#### [DESCRIPTION OF THE TASK]
Reproduce word for word the lines of the material below, from the line containing "verge shown in the photograph." through the last line, both ends included.
___ LISTING
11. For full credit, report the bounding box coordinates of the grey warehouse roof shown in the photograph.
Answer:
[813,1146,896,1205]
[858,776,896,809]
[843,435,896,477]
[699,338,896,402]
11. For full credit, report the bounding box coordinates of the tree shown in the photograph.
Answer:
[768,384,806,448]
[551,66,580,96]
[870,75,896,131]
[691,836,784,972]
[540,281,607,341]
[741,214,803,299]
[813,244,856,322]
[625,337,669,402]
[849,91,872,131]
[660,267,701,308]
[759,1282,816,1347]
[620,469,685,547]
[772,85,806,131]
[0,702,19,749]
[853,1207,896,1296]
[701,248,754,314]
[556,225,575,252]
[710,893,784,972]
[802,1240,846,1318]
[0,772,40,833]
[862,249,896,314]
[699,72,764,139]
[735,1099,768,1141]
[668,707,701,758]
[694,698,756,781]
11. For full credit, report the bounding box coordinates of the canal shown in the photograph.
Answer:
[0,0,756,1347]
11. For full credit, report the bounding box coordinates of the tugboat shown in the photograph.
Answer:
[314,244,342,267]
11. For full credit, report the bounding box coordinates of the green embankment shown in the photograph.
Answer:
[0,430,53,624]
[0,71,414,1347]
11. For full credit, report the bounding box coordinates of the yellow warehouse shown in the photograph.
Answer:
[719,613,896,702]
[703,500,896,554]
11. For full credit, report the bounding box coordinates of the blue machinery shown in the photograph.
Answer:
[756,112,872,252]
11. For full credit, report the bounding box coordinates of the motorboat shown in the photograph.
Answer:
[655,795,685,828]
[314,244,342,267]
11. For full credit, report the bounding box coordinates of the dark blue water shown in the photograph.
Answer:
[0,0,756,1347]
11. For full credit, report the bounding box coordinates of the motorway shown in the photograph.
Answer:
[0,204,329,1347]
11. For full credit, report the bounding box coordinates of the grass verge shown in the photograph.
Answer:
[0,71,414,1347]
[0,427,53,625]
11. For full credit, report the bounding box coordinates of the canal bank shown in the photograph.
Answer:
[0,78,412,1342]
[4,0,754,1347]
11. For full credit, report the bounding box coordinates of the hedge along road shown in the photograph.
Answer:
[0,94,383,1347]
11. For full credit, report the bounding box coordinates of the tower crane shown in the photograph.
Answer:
______
#### [COMPLETE ANSWER]
11. For full credit, report the bounding box coordinates of the grass verge shown in the photograph.
Answer:
[0,71,414,1347]
[0,427,53,625]
11. For full credit, report the bounding box coordinates of the canal bank shown in the photograph.
Answer:
[0,78,412,1342]
[4,0,754,1347]
11. For full credit, report the bounding box coordinates of the hedge along road shown in the photograph.
Answer:
[0,94,383,1347]
11. For full credit, report the bounding box coordinates of the tower crane shown in the photograph.
Answer:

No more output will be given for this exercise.